Spatial localization data:
▼▼▼

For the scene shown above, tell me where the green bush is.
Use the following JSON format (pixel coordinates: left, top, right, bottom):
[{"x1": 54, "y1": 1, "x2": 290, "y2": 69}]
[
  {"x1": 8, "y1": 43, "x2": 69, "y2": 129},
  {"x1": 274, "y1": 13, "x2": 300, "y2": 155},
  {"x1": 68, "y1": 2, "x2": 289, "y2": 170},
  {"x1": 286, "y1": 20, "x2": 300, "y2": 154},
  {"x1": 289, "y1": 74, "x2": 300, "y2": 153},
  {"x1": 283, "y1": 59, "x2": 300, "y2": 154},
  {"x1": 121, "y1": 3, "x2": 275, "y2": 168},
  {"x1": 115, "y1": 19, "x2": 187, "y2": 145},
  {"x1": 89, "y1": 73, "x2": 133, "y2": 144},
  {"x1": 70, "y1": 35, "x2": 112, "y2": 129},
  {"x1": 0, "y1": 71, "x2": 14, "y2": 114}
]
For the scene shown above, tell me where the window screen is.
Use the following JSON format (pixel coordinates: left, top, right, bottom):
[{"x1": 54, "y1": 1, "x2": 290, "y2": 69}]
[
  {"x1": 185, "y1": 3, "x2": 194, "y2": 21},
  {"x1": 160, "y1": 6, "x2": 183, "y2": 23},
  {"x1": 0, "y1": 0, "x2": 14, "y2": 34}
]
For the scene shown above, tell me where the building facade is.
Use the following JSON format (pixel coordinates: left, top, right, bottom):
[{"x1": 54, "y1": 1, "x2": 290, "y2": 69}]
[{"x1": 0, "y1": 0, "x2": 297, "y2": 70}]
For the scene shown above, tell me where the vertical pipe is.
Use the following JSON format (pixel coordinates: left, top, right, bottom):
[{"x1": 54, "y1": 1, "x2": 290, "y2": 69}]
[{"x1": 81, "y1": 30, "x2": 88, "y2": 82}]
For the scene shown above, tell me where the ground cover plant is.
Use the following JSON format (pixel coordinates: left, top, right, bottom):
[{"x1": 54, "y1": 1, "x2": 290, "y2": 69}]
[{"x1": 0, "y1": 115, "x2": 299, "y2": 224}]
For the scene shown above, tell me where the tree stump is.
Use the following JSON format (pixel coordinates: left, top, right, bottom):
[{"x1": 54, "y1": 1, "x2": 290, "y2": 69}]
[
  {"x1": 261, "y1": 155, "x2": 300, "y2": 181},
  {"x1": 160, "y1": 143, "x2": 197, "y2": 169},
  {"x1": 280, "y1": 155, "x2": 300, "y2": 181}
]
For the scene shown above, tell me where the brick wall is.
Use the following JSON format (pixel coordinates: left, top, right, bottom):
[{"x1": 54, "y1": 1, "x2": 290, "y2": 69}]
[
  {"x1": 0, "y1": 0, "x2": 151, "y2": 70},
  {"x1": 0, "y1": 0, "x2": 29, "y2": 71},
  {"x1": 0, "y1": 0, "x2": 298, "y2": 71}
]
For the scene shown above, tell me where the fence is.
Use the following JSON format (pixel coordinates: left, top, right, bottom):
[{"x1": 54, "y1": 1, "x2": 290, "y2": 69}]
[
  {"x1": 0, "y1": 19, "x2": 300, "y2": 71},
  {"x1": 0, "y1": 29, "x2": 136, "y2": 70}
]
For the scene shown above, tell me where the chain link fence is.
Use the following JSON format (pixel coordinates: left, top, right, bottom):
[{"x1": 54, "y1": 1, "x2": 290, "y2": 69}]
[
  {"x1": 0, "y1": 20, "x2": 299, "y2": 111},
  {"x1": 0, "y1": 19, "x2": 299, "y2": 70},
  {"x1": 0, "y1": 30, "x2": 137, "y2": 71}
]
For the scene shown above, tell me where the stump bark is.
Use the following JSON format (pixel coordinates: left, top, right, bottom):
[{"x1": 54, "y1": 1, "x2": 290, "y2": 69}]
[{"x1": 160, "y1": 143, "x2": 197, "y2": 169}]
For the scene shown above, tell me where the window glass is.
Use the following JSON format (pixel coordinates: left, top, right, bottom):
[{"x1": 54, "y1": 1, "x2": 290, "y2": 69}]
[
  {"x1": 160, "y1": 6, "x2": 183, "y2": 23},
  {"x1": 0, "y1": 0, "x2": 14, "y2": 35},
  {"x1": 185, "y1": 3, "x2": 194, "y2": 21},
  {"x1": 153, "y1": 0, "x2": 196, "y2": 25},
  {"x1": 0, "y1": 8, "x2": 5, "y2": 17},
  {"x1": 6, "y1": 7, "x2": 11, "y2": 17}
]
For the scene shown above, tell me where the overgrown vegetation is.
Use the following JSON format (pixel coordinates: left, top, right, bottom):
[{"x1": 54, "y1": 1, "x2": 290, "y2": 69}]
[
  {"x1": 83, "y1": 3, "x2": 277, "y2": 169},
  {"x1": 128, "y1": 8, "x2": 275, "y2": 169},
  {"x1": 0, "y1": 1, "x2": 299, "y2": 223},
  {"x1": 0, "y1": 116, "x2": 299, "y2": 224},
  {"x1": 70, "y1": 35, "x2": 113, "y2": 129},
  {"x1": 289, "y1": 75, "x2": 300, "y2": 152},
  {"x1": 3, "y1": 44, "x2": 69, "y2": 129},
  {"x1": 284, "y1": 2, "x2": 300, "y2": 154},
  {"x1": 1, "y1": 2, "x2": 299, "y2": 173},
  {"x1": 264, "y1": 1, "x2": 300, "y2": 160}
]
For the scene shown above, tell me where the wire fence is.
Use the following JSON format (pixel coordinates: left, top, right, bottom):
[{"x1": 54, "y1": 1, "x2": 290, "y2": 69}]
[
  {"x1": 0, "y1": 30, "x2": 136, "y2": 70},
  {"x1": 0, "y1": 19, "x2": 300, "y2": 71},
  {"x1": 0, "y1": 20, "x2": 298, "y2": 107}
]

▲▲▲

## PROBLEM TO WORK ON:
Filter the records above for lines with "stump".

## RESPONSE FOR THIS EXERCISE:
For the scene shown above, tell me where the tree stump is.
For the scene shown above, tell me where the stump bark is.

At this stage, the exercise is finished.